◆ DIRECTIONS ◆
Copy the rows below word for word, beginning with the very first line and stopping after the line that contains "top-left (344, 234), bottom-right (458, 398)".

◆ RECORDS FOR THIS EXERCISE ◆
— Start —
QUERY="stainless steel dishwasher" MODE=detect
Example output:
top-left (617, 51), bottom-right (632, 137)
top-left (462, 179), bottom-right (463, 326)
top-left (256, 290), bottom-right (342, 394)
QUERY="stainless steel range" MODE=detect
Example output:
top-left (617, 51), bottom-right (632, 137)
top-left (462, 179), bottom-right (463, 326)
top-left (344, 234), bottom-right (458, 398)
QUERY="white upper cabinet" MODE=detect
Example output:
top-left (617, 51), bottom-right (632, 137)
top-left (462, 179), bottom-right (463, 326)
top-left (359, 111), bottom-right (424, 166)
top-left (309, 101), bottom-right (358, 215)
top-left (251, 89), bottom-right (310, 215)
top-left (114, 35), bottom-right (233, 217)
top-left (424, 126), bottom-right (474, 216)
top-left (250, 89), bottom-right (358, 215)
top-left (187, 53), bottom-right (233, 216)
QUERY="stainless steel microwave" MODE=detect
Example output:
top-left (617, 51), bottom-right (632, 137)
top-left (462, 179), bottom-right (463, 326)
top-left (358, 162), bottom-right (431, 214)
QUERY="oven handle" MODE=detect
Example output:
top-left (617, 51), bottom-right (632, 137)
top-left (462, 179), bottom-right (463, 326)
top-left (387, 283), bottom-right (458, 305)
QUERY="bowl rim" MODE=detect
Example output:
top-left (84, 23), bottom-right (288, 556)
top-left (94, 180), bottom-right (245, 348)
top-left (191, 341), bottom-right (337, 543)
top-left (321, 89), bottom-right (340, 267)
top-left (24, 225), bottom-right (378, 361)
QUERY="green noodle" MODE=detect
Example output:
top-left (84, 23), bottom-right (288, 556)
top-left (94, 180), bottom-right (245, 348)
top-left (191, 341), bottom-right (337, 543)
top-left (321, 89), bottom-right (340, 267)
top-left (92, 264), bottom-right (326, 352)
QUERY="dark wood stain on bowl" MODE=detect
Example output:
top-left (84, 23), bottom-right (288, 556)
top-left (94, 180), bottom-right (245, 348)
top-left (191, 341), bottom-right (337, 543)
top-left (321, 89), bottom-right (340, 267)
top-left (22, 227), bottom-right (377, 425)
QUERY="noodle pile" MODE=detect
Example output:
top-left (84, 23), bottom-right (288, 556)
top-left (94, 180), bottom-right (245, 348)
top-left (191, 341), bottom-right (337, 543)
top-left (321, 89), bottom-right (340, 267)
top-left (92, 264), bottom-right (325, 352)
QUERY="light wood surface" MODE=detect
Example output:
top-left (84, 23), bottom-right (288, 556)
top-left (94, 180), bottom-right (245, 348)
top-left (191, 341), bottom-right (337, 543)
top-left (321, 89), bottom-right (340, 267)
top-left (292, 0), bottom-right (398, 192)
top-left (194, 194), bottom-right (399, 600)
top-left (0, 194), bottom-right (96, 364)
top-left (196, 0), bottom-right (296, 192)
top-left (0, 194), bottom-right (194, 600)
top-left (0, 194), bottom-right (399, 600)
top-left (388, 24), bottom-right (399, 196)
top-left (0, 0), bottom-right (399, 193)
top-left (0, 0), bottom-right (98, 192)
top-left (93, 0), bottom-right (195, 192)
— End —
◆ FULL ANSWER ◆
QUERY="stainless steel dishwasher" MODE=detect
Example output:
top-left (617, 51), bottom-right (632, 137)
top-left (462, 179), bottom-right (463, 326)
top-left (256, 290), bottom-right (342, 394)
QUERY="stainless steel range" MODE=detect
Example output:
top-left (617, 51), bottom-right (632, 137)
top-left (462, 179), bottom-right (463, 326)
top-left (344, 234), bottom-right (458, 398)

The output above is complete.